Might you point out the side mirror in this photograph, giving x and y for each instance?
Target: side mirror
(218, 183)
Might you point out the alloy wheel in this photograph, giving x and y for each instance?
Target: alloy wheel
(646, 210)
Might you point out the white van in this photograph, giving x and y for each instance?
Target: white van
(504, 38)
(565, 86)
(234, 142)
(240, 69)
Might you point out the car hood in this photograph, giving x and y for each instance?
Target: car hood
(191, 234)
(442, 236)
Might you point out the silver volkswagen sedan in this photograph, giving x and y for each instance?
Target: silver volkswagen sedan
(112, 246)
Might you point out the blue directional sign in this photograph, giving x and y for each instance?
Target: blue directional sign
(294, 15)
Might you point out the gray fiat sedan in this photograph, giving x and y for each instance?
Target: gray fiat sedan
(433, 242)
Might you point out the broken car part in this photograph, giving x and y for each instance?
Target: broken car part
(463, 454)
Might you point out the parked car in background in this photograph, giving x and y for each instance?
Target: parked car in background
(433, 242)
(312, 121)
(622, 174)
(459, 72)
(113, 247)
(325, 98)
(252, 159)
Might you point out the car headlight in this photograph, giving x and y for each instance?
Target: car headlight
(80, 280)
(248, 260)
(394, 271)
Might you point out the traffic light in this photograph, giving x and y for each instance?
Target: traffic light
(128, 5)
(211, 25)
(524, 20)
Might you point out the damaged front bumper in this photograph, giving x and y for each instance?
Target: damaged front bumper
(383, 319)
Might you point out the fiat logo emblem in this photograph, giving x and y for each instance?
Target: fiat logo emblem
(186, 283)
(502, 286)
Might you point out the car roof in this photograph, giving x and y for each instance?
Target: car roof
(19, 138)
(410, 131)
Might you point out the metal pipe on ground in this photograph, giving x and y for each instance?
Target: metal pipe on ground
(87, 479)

=-=-=-=-=

- Assigned task
Word for word, restate the entries from the first line to the line that has "Might you point out the gray", both included, and nothing else.

- Result
Might you point out the side mirror in this photograph, giving x and y for each instance?
Target: side mirror
(218, 183)
Might you point out the alloy wheel in this photograph, giving x and y for each instance?
Target: alloy wheel
(646, 210)
Might you point out the white van in this photograph, giving x and y for each instance?
Target: white van
(504, 38)
(565, 86)
(234, 142)
(240, 69)
Might you point out the car hood in this photograph, giving x and y for each instance?
Target: car hood
(191, 234)
(442, 236)
Might you point out the silver volkswagen sedan in this photograph, giving x and y for each instance?
Target: silver volkswagen sedan
(112, 246)
Might you point out the blue directional sign in this photograph, giving x and y for each instance?
Target: blue directional sign
(294, 15)
Might you point out the gray fiat sedan in this photograph, giving x and y for each instance?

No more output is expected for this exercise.